Kaynak metin:
Toprağın tahribinin, ekolojik değerlerin bozulmasının
sadece bir ülkeyi değil, tüm dünyayı tehdit ettiğine de hepimiz
inanıyoruz. Bu tür toprak tahribi tehditlerini önlemek amacıyla bu
kanuna ihtiyaç duyulmuştur.
Bu kanunun
milletimize hayırlı olmasını diliyorum.
Ben, bu
duygularla yüce heyeti saygıyla selamlıyorum. (AK Parti
sıralarından alkışlar)
BAŞKAN
Teşekkür ediyorum Sayın Gönül.
Şahısları
adına ikinci ve son söz, Kocaeli Milletvekili Sayın Fikri
Işık
Buyurun. (AK
Parti sıralarından alkışlar)
Sayın
Işık, süreniz beş dakikadır.
FİKRİ IŞIK (Kocaeli)
Sayın Başkan, değerli milletvekilleri; 111 sıra
sayılı Bursa Milletvekili Mehmet Altan Karapaşaoğlu ve 3
Milletvekilinin; Toprak Koruma ve Arazi Kullanımı Kanununda
değişiklik yapılmasına yönelik kanun teklifinin 2nci
maddesi üzerinde şahsım adına
söz almış bulunuyorum. Bu vesileyle yüce Meclisi saygıyla
selamlıyorum.
Değerli
arkadaşlar, Türkiyede yaşayan bir insan olarak herhâlde hepimiz
şunu çok iyi biliyoruz: Türkiyenin bir dönemi, maalesef, pratiğin
teorinin çok önünde gittiği bir dönem oldu. Uygulamalar,
planlamaların çok önünde gitti hatta bu işgal diyebileceğimiz,
işte gecekondulaşma, sanayinin çarpık şekilde
yapılması, sanayi bölgelerinin planlanmadan birtakım pıtrak
gibi sanayi kuruluşlarının kurulması dönemlerini Türkiye
yaşadı.

Görev A: Aşağıdaki satırlardan "vegetable" dizesini içerenlerin her birini gösterir misin? Büyük-küçük harf ayrımı dikkate alınsın.
Görev B: Yukarıdaki toprak koruma kanunu konuşmasının devamını, son cümlesinden sonrasını getirerek yazar mısın?

Veriler:

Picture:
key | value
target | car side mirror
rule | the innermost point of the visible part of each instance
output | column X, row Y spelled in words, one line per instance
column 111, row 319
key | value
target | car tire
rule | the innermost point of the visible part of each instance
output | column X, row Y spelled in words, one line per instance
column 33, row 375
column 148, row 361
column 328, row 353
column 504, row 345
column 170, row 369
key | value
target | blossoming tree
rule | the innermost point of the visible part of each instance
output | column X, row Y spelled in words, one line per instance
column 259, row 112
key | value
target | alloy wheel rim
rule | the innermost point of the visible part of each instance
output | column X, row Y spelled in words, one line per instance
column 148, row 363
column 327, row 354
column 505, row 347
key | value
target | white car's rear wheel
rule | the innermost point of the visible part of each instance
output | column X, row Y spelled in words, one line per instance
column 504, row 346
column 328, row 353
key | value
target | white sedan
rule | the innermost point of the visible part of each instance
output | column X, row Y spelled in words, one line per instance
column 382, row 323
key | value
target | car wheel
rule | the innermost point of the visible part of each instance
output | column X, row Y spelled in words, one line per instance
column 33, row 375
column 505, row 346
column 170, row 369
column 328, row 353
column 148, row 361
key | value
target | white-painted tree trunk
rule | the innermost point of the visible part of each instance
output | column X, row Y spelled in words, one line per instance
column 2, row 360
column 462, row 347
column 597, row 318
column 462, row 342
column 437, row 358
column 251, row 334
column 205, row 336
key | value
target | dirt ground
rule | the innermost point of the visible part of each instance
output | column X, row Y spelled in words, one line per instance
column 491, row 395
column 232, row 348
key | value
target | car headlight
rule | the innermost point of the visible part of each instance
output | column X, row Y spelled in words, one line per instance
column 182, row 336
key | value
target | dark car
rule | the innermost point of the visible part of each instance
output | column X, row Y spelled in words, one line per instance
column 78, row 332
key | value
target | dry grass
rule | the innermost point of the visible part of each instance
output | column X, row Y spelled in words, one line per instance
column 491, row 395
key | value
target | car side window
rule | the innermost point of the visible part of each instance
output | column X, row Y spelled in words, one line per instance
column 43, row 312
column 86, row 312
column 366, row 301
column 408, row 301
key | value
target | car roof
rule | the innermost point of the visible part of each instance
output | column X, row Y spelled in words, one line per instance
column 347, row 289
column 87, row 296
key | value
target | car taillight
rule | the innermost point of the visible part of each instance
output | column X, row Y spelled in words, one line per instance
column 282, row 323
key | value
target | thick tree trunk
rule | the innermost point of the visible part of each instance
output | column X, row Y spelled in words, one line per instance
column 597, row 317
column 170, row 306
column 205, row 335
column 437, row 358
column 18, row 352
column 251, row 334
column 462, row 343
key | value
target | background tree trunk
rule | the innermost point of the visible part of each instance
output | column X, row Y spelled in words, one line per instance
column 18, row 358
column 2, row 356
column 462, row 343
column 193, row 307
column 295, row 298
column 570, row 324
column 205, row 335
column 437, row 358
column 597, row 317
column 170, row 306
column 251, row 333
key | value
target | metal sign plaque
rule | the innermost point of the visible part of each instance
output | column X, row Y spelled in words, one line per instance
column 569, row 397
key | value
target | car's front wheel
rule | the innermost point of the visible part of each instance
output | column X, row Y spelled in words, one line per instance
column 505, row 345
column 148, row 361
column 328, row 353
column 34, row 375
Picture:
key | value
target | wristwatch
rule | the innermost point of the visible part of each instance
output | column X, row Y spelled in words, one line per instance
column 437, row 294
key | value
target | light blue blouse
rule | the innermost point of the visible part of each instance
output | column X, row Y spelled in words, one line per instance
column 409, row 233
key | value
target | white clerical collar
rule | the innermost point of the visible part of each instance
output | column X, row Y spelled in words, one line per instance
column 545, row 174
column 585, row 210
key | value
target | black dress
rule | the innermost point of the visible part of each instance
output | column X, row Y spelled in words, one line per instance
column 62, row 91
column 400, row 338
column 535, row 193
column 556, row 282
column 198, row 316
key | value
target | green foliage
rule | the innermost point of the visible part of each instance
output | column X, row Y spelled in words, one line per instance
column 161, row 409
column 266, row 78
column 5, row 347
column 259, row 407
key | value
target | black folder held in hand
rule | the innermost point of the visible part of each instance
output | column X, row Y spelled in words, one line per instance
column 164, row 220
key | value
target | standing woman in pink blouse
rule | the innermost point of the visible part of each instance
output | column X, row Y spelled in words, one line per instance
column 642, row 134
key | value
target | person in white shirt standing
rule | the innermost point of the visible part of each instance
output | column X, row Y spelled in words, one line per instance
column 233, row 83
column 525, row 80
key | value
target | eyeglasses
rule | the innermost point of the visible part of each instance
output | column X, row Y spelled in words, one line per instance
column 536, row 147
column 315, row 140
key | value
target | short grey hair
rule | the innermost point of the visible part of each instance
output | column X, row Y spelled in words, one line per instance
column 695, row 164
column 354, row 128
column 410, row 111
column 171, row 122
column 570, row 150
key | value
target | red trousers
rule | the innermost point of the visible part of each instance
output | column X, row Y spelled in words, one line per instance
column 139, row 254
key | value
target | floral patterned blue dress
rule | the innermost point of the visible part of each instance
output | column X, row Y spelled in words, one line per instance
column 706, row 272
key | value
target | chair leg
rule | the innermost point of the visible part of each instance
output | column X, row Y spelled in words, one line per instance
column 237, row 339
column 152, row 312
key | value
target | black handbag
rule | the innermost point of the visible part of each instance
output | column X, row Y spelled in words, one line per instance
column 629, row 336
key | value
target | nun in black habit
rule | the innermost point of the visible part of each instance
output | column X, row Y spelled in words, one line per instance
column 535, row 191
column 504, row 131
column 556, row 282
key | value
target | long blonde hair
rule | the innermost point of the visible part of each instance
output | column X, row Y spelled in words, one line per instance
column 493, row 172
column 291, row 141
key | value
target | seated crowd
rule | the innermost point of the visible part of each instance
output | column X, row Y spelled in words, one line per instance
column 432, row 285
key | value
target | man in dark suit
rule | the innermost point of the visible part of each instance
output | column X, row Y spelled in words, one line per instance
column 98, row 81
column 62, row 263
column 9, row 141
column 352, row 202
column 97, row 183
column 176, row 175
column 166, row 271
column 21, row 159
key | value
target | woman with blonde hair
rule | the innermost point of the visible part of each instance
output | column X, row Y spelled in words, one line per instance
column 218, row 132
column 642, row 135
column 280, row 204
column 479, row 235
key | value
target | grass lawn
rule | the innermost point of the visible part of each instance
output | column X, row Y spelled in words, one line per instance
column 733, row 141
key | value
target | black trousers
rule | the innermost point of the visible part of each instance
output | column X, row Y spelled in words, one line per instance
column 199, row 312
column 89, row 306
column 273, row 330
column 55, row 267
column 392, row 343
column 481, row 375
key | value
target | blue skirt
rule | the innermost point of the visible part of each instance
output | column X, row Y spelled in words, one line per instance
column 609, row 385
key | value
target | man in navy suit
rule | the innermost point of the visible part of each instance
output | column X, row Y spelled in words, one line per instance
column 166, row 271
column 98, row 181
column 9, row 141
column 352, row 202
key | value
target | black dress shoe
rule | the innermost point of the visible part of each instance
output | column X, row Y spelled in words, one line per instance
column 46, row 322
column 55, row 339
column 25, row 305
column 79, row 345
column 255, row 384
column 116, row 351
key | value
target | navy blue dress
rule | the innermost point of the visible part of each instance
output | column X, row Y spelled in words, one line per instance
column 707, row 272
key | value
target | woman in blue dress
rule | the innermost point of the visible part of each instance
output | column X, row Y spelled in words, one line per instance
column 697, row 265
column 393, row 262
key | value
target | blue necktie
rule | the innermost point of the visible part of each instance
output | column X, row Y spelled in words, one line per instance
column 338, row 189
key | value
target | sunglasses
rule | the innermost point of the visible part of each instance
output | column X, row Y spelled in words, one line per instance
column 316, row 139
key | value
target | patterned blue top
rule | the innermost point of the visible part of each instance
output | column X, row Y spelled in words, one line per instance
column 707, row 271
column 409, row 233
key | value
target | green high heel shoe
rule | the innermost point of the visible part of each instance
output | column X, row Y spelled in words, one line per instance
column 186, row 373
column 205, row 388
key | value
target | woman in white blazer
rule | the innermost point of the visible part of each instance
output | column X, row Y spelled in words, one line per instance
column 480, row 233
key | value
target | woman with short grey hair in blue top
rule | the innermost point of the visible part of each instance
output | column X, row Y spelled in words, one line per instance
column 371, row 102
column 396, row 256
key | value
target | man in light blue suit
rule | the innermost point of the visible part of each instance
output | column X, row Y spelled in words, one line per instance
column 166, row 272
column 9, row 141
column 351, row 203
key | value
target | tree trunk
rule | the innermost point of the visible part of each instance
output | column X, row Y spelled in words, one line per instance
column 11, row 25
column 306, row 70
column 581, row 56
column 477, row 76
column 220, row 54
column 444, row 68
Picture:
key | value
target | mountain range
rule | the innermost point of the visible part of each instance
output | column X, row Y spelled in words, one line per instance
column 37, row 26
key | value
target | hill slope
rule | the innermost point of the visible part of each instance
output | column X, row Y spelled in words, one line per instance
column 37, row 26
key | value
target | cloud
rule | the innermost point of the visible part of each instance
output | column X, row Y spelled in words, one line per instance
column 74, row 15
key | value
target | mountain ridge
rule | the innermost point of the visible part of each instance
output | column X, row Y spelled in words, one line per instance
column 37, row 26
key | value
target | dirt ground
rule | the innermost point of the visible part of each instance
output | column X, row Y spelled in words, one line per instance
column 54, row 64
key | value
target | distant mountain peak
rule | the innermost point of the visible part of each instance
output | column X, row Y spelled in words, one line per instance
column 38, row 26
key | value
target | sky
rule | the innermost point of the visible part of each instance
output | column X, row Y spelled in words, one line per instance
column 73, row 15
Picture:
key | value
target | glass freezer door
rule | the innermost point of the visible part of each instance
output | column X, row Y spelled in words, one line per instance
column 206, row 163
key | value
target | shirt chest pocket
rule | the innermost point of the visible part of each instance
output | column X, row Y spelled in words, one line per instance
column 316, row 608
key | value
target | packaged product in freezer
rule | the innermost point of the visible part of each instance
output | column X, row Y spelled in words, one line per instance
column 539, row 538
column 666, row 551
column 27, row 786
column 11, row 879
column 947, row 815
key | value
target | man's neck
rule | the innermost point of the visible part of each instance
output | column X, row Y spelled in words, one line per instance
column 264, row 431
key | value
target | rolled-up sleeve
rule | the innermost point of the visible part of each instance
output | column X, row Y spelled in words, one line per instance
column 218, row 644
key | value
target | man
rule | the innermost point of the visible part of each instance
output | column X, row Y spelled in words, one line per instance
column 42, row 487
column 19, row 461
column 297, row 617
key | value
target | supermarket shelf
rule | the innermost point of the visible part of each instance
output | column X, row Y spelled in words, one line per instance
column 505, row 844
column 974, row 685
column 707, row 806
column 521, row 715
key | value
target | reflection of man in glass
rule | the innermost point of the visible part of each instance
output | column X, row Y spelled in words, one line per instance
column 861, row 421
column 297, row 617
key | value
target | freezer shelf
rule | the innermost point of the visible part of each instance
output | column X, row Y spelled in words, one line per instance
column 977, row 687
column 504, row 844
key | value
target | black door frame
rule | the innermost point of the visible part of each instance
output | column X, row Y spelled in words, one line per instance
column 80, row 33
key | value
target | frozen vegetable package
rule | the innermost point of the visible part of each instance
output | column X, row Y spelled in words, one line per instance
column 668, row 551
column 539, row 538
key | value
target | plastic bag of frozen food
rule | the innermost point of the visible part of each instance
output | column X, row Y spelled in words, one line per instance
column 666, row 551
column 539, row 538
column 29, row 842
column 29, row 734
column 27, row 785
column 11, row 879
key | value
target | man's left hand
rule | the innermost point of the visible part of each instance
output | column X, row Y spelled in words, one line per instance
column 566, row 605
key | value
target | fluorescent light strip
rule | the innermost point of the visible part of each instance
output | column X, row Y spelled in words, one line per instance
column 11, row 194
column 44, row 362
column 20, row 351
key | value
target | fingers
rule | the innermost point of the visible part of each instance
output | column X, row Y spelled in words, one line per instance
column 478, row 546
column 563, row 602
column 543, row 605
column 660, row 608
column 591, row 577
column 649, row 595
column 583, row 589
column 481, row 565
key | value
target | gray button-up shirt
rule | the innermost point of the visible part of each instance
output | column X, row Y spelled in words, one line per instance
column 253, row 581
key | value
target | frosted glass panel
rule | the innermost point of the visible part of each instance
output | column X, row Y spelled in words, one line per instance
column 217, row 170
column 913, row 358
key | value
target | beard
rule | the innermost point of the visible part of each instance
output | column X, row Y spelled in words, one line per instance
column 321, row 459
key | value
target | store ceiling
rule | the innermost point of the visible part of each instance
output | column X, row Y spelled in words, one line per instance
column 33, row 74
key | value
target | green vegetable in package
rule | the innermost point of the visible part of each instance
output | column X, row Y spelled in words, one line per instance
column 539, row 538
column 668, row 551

Çıktı A:
target | frozen vegetable package
target | green vegetable in package

Çıktı B:
Bu acı
gerçeği en fazla yaşayan illerden biri de Kocaeli. Şimdi, bu
kanun teklifi üzerinde sanki olay sadece Bursada bir firmayı ilgilendiren
bir kanun teklifiymiş de, bir yere statü kazandırılmaya
çalışılıyormuş, bir yere işte efendim hakkı
olmayan bir imkân ve imtiyaz tanınıyormuş gibi bir
yaklaşım burada muhalefet partisi sözcüleri tarafından sürekli
dile getirildi.
RASİM ÇAKIR
(Edirne) Cargill de aynı şeyi söylüyor. Ucuz arsa
FİKRİ
IŞIK (Devamla) - Değerli arkadaşlar, şuna dikkatinizi
çekeyim: Özellikle, 1990ların sonuna kadar Türkiyede tarım depo
ruhsatıyla kurulan yüzlerce, binlerce sanayi kuruluşu var.
Bunların önemli bir kısmı da benim kentim Kocaelide. Evet,
bunlara zamanın hükûmetleri, maalesef göz yummuş. Siz tarım
arazisine gidin, bir tarım deposu adı altında bir hangar yapın,
ondan sonra içinde hangi faaliyeti gösterirseniz gösterin, biz buna göz
yumarız. denmiş ve insanlar gitmişler tarım alanları
içerisinde tarım deposu diye sanayi tesislerini kurmuşlar. Buna o
dönemin iktidarları hiç müdahale etmemiş. Hatta Cargill örneğinde,
biraz önce arkadaşlar söylediler, Bakanlar Kurulu özel karar
çıkarmış. Merhum Ecevit tahsis yapmış, ondan sonraki
iktidar bunların üretimi için Bakanlar Kurulu kararı
çıkarmış ve çok acıdır ki, bazı kamu görevlileri,
işi kılıfına uydurma konusunda çok mahirane metotlar,
yöntemler geliştirmiş ve bu sanayi tesisleri, maalesef, organize
sanayi bölgelerinin dışında bugün bir vakıa olarak
duruyorlar. Bu tesislerin sayıları, sadece Kocaeli için söylüyorum,
yüzlerin üzerinde. Tarım Bakanlığına müracaat edenlerin
sayısını dün sordum, dört bine yakın. Şimdi bunlar
var, ama bunların ruhsatı yok. Bu arkadaşlarımız, bu
sanayiciler üretim yapmak için şu anda resmen kanuna karşı hile
yapmak durumundalar. Bakın, ihracat yapmak istiyorlar, ama ihracat yapmak
için gerekli belge ve sertifikaları, ruhsatları
olmadığı için alamıyorlar. Bu bölgelerde binlerce, on
binlerce insanımız istihdam edilmiş durumda. Şimdi bu bir
problem değil mi? Sadece Cumhuriyet Halk Partisini ilgilendiren Cargill
mi? Bu, bu ülkenin bir problemi değil mi? Bu soruna bu Meclis bir çözüm
bulmak durumunda değil mi?
K. KEMAL ANADOL
(İzmir) Cargilli çıkaralım, tamam.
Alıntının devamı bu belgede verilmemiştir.